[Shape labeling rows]

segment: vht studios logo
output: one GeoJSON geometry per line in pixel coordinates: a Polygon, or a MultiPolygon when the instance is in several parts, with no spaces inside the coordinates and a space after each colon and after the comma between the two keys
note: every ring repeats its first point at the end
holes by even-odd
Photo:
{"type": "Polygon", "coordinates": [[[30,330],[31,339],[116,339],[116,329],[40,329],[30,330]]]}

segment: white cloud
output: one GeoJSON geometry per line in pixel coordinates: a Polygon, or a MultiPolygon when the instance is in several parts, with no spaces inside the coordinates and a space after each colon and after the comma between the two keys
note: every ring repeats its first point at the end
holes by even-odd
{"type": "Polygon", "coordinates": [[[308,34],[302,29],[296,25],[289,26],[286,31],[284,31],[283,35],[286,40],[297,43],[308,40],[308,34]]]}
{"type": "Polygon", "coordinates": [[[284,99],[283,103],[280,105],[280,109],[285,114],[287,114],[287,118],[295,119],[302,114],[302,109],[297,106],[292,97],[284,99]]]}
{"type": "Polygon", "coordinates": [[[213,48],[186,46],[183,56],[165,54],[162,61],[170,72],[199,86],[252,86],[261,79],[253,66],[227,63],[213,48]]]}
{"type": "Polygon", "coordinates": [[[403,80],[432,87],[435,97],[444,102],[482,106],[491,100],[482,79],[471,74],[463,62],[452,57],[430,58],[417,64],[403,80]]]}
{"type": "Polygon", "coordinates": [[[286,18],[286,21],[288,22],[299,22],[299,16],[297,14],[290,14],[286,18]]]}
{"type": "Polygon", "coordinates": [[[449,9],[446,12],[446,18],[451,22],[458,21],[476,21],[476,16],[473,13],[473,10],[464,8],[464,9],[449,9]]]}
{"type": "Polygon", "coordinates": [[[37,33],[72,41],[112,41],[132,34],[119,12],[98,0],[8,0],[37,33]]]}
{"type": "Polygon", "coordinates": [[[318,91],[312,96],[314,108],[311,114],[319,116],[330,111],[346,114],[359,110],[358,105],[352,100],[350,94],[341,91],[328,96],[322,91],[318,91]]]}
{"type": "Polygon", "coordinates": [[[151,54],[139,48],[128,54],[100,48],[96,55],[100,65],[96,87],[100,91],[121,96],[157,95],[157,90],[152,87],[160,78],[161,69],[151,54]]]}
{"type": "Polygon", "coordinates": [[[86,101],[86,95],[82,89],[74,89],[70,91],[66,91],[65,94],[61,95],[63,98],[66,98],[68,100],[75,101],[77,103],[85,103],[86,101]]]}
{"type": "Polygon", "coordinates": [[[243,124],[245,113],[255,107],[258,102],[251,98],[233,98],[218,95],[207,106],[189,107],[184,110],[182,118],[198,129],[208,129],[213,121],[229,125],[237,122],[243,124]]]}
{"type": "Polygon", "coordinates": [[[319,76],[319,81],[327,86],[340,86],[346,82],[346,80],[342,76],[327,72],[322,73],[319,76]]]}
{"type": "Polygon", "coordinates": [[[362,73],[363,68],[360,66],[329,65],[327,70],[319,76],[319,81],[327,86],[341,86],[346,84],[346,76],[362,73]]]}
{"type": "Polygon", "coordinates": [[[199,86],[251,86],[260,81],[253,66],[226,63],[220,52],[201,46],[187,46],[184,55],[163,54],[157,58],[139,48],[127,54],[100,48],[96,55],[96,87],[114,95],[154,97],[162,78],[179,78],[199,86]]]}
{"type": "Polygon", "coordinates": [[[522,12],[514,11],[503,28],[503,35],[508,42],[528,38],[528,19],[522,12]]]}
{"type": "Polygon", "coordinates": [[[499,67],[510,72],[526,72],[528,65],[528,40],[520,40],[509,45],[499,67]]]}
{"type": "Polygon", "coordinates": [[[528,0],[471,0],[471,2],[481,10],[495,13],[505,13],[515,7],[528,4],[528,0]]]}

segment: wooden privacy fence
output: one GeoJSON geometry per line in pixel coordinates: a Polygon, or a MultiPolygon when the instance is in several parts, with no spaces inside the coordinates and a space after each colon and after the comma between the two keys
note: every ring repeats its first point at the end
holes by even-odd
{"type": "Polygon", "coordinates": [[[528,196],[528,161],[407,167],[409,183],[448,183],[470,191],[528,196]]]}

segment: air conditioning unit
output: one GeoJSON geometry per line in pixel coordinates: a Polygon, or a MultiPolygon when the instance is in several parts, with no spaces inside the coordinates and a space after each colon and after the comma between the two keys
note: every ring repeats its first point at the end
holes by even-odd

▶ WORK INSTRUCTIONS:
Can you copy, word for word, every line from the one containing "segment: air conditioning unit" through the final line of the rows?

▶ THE COMPLETED TASK:
segment: air conditioning unit
output: one GeoJSON geometry per line in pixel coordinates: a Polygon, or a MultiPolygon when the instance is in several parts, with no spaces inside the coordinates and a space after each colon and after the comma between the two keys
note: every ring repeats its first point at the end
holes by even-odd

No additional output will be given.